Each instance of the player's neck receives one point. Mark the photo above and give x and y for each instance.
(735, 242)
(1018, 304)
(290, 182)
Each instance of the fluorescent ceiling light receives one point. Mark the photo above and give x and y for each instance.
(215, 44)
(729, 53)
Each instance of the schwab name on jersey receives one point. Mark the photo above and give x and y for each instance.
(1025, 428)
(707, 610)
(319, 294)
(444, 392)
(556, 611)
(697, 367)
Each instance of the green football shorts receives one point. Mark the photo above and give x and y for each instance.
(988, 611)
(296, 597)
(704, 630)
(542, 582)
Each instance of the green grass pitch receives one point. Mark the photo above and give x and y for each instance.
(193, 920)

--

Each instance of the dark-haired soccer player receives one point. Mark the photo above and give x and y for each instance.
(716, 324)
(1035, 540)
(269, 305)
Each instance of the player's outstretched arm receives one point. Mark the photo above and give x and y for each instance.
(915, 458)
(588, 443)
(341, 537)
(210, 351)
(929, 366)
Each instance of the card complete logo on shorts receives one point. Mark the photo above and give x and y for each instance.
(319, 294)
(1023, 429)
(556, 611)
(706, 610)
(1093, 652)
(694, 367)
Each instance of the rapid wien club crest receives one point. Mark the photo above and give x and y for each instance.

--

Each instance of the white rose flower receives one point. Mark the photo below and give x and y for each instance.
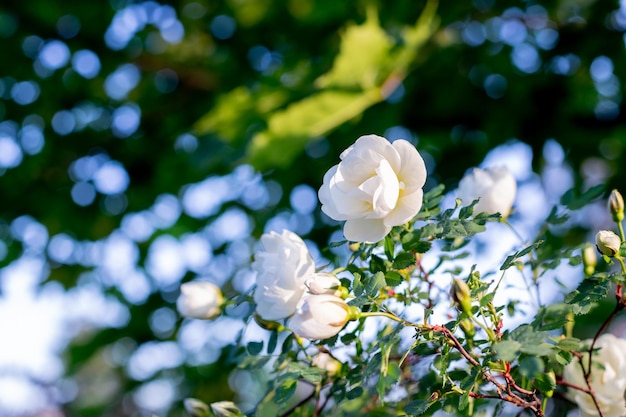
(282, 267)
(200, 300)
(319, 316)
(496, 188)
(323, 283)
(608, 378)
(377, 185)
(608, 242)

Aim of the task =>
Looking at the entries above, can you reproduce exactly the lines from the one that holds "Each instance of the player's outstretched" through the one that holds "Each instance of the rapid", and only those?

Output of the task =>
Each instance of the player's outstretched arm receives one point. Mark the photo above and give x and y for each instance.
(915, 458)
(588, 443)
(341, 537)
(210, 351)
(929, 366)
Each instance of the card complete logo on shorts receives one point. Mark the photo above and give x and y for each instance.
(319, 294)
(1023, 429)
(556, 611)
(706, 610)
(1093, 652)
(694, 367)
Each instance of the rapid wien club crest receives one point. Mark the photo above and give x and y for each instance.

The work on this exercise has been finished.